_Exercise objective_
Transcribe all of the records below character for character, leaving out the pictures.

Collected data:
******
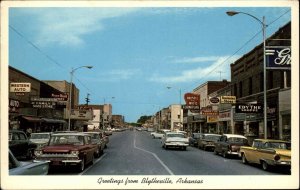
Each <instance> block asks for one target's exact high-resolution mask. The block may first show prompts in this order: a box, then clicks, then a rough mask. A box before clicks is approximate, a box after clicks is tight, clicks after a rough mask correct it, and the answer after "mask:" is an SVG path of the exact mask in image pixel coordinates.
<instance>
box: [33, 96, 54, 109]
mask: <svg viewBox="0 0 300 190" xmlns="http://www.w3.org/2000/svg"><path fill="white" fill-rule="evenodd" d="M30 100H31V105H32V107H33V108H40V109H44V108H47V109H55V106H56V103H57V99H56V98H39V97H31V98H30Z"/></svg>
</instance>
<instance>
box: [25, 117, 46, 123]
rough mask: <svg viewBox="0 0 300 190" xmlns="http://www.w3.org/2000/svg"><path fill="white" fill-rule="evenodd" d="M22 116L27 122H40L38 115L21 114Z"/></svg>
mask: <svg viewBox="0 0 300 190" xmlns="http://www.w3.org/2000/svg"><path fill="white" fill-rule="evenodd" d="M22 118H23V119H25V120H27V121H28V122H42V120H41V118H39V117H32V116H22Z"/></svg>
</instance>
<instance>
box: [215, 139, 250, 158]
mask: <svg viewBox="0 0 300 190" xmlns="http://www.w3.org/2000/svg"><path fill="white" fill-rule="evenodd" d="M241 146H249V144H248V140H247V138H246V137H245V136H243V135H236V134H223V135H222V136H221V137H220V139H219V140H218V141H217V142H215V149H214V152H215V154H219V153H221V154H222V156H223V157H224V158H226V157H227V156H228V155H232V156H233V155H234V156H238V155H239V150H240V147H241Z"/></svg>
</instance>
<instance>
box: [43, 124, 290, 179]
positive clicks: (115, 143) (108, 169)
mask: <svg viewBox="0 0 300 190" xmlns="http://www.w3.org/2000/svg"><path fill="white" fill-rule="evenodd" d="M109 138H110V142H109V144H108V147H107V148H106V149H105V150H104V154H103V155H102V156H101V157H100V158H98V159H97V160H95V162H94V164H92V165H91V164H90V165H88V166H87V168H86V169H85V170H84V171H83V172H81V173H78V172H76V171H75V170H74V168H72V167H68V168H65V167H60V168H54V169H50V171H49V174H48V175H286V174H289V172H288V171H286V170H278V169H276V170H275V169H274V170H271V171H264V170H262V169H261V166H260V165H245V164H243V163H242V161H241V159H240V158H237V157H230V158H223V157H222V156H217V155H215V154H214V153H213V152H212V151H204V150H201V149H198V148H196V147H190V146H189V147H188V148H187V150H186V151H183V150H179V149H167V150H165V149H164V148H162V146H161V140H160V139H153V138H152V137H151V136H150V133H149V132H147V131H137V130H134V131H129V130H126V131H122V132H114V133H113V135H112V136H110V137H109Z"/></svg>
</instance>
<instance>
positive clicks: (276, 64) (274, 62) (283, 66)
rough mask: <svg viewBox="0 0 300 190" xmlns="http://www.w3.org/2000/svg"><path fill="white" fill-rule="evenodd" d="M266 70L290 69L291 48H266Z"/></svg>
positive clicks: (274, 47)
mask: <svg viewBox="0 0 300 190" xmlns="http://www.w3.org/2000/svg"><path fill="white" fill-rule="evenodd" d="M266 62H267V63H266V64H267V68H268V69H291V47H286V46H285V47H279V46H274V47H272V46H268V47H266Z"/></svg>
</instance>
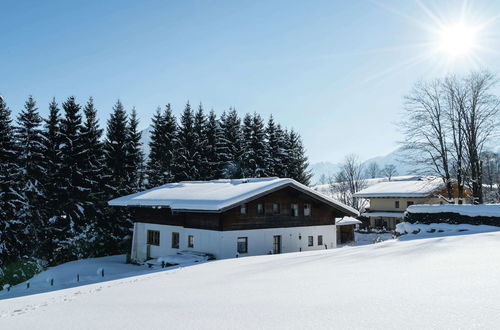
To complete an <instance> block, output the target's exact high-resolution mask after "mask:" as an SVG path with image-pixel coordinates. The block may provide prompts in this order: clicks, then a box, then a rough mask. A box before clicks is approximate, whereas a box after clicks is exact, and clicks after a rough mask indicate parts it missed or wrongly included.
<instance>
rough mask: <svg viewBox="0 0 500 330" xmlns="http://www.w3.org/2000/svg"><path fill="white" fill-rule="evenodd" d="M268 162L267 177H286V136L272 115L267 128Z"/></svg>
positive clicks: (266, 136) (267, 168) (267, 145)
mask: <svg viewBox="0 0 500 330" xmlns="http://www.w3.org/2000/svg"><path fill="white" fill-rule="evenodd" d="M266 137H267V147H268V150H267V152H268V160H267V162H266V163H267V175H269V176H277V177H285V176H286V169H285V162H286V158H287V155H286V152H285V136H284V132H283V130H282V128H281V126H280V125H279V124H276V123H275V122H274V118H273V116H272V115H271V117H270V118H269V120H268V122H267V127H266Z"/></svg>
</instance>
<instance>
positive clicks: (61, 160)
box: [38, 99, 64, 262]
mask: <svg viewBox="0 0 500 330" xmlns="http://www.w3.org/2000/svg"><path fill="white" fill-rule="evenodd" d="M60 124H61V118H60V115H59V108H58V105H57V103H56V101H55V99H52V101H51V102H50V104H49V117H48V118H47V119H46V120H45V126H44V131H43V167H44V168H45V178H44V180H43V184H44V187H45V203H46V204H45V207H44V209H45V217H46V218H45V219H44V220H45V227H44V231H43V232H42V234H41V235H40V237H39V239H40V242H39V248H38V250H39V252H38V254H39V257H40V258H42V259H45V260H47V261H49V262H52V261H53V254H54V251H55V250H56V247H57V242H56V241H57V240H58V239H61V237H60V236H61V234H64V232H62V229H63V228H57V226H56V224H57V223H60V222H61V220H62V219H61V218H60V216H61V210H60V205H59V200H60V195H61V194H62V193H63V191H64V188H63V187H62V185H61V180H60V178H61V174H60V172H61V166H62V153H61V132H60Z"/></svg>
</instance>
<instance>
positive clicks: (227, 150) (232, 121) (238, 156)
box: [218, 109, 242, 179]
mask: <svg viewBox="0 0 500 330" xmlns="http://www.w3.org/2000/svg"><path fill="white" fill-rule="evenodd" d="M220 126H221V131H222V132H221V133H222V134H221V139H220V145H219V148H218V149H219V155H220V160H221V162H222V167H223V170H222V172H223V173H222V174H223V177H224V178H228V179H230V178H239V177H241V175H242V173H241V164H240V161H241V156H242V136H241V120H240V118H239V117H238V113H237V112H236V109H229V112H228V113H227V114H226V113H223V114H222V116H221V119H220Z"/></svg>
******
_Problem solution_
Each <instance> block asks for one target's exact high-resolution mask. The block may first show prompts in this order: a box, then clicks, then a rough mask. A box before clicks is approximate, a box after clicks is tight, clicks after a rough mask correct it, and the answer after "mask:" is an SVG path of the exact mask in image pixel coordinates.
<instance>
box: [33, 96, 54, 109]
mask: <svg viewBox="0 0 300 190" xmlns="http://www.w3.org/2000/svg"><path fill="white" fill-rule="evenodd" d="M30 100H31V105H32V107H33V108H40V109H44V108H47V109H55V106H56V103H57V99H56V98H39V97H31V98H30Z"/></svg>
</instance>
<instance>
box: [25, 117, 46, 123]
rough mask: <svg viewBox="0 0 300 190" xmlns="http://www.w3.org/2000/svg"><path fill="white" fill-rule="evenodd" d="M22 116L27 122H40L38 115L21 114Z"/></svg>
mask: <svg viewBox="0 0 300 190" xmlns="http://www.w3.org/2000/svg"><path fill="white" fill-rule="evenodd" d="M22 118H23V119H25V120H27V121H28V122H42V120H41V118H39V117H32V116H22Z"/></svg>
</instance>
<instance>
box: [215, 139, 250, 158]
mask: <svg viewBox="0 0 300 190" xmlns="http://www.w3.org/2000/svg"><path fill="white" fill-rule="evenodd" d="M241 146H249V144H248V140H247V138H246V137H245V136H243V135H236V134H223V135H222V136H221V137H220V139H219V140H218V141H217V142H215V149H214V152H215V154H219V153H221V154H222V156H223V157H224V158H226V157H227V156H228V155H232V156H233V155H234V156H238V155H239V150H240V147H241Z"/></svg>
</instance>
<instance>
box: [43, 124, 290, 179]
positive clicks: (115, 143) (108, 169)
mask: <svg viewBox="0 0 300 190" xmlns="http://www.w3.org/2000/svg"><path fill="white" fill-rule="evenodd" d="M109 138H110V142H109V144H108V147H107V148H106V149H105V150H104V154H103V155H102V156H101V157H100V158H98V159H97V160H95V162H94V164H92V165H91V164H90V165H88V166H87V168H86V169H85V170H84V171H83V172H81V173H78V172H76V171H75V170H74V168H72V167H68V168H65V167H60V168H54V169H50V171H49V174H48V175H286V174H289V172H288V171H286V170H278V169H276V170H275V169H274V170H271V171H264V170H262V169H261V166H260V165H245V164H243V163H242V161H241V159H240V158H237V157H230V158H223V157H222V156H217V155H215V154H214V153H213V152H212V151H204V150H201V149H198V148H196V147H190V146H189V147H188V148H187V150H186V151H183V150H179V149H167V150H165V149H164V148H162V146H161V140H160V139H153V138H152V137H151V136H150V133H149V132H147V131H137V130H134V131H129V130H126V131H122V132H114V133H113V135H112V136H110V137H109Z"/></svg>
</instance>
<instance>
positive clicks: (276, 64) (274, 62) (283, 66)
rough mask: <svg viewBox="0 0 300 190" xmlns="http://www.w3.org/2000/svg"><path fill="white" fill-rule="evenodd" d="M266 70L290 69L291 48H266Z"/></svg>
positive clicks: (274, 47)
mask: <svg viewBox="0 0 300 190" xmlns="http://www.w3.org/2000/svg"><path fill="white" fill-rule="evenodd" d="M266 62H267V63H266V64H267V68H268V69H291V47H286V46H285V47H279V46H274V47H272V46H268V47H266Z"/></svg>
</instance>
To complete an <instance> block, output the target's exact high-resolution mask after "mask:" as an SVG path with image-pixel coordinates. The block may provide prompts in this order: clicks, then a box, then a rough mask. A box before clicks is approximate, whereas a box after clicks is exact, and clicks after a rough mask indicate parts it missed or wrongly included.
<instance>
rough mask: <svg viewBox="0 0 500 330" xmlns="http://www.w3.org/2000/svg"><path fill="white" fill-rule="evenodd" d="M268 162L267 177H286V136L272 115L267 128Z"/></svg>
positive clicks: (266, 136) (267, 168) (267, 145)
mask: <svg viewBox="0 0 500 330" xmlns="http://www.w3.org/2000/svg"><path fill="white" fill-rule="evenodd" d="M266 137H267V147H268V150H267V152H268V160H267V162H266V163H267V175H269V176H277V177H285V176H286V169H285V162H286V158H287V155H286V152H285V136H284V132H283V130H282V128H281V126H280V125H279V124H276V123H275V122H274V118H273V116H272V115H271V117H270V118H269V120H268V122H267V127H266Z"/></svg>
</instance>
<instance>
positive clicks: (61, 160)
box: [38, 99, 64, 262]
mask: <svg viewBox="0 0 500 330" xmlns="http://www.w3.org/2000/svg"><path fill="white" fill-rule="evenodd" d="M60 124H61V118H60V115H59V108H58V105H57V103H56V101H55V99H52V101H51V102H50V104H49V117H48V118H47V119H46V120H45V126H44V131H43V167H44V168H45V178H44V180H43V184H44V187H45V203H46V204H45V207H44V209H45V217H46V218H45V219H44V220H45V227H44V231H43V232H42V234H41V235H40V237H39V239H40V242H39V248H38V250H39V252H38V254H39V257H40V258H42V259H45V260H47V261H49V262H52V261H53V254H54V251H55V250H56V247H57V242H56V241H57V240H58V239H61V237H60V236H61V234H64V232H62V229H63V228H57V226H56V224H57V223H60V222H61V220H62V219H61V218H60V216H61V210H60V205H59V200H60V195H61V194H62V193H63V191H64V188H63V187H62V185H61V180H60V178H61V174H60V172H61V166H62V153H61V132H60Z"/></svg>
</instance>
<instance>
positive clicks: (227, 150) (232, 121) (238, 156)
box: [218, 109, 242, 179]
mask: <svg viewBox="0 0 500 330" xmlns="http://www.w3.org/2000/svg"><path fill="white" fill-rule="evenodd" d="M220 126H221V131H222V132H221V133H222V134H221V139H220V145H219V148H218V149H219V155H220V160H221V162H222V167H223V170H222V172H223V173H222V174H223V177H224V178H228V179H230V178H239V177H241V175H242V173H241V164H240V161H241V156H242V136H241V120H240V118H239V117H238V113H237V112H236V109H229V112H228V113H227V114H226V113H223V114H222V116H221V119H220Z"/></svg>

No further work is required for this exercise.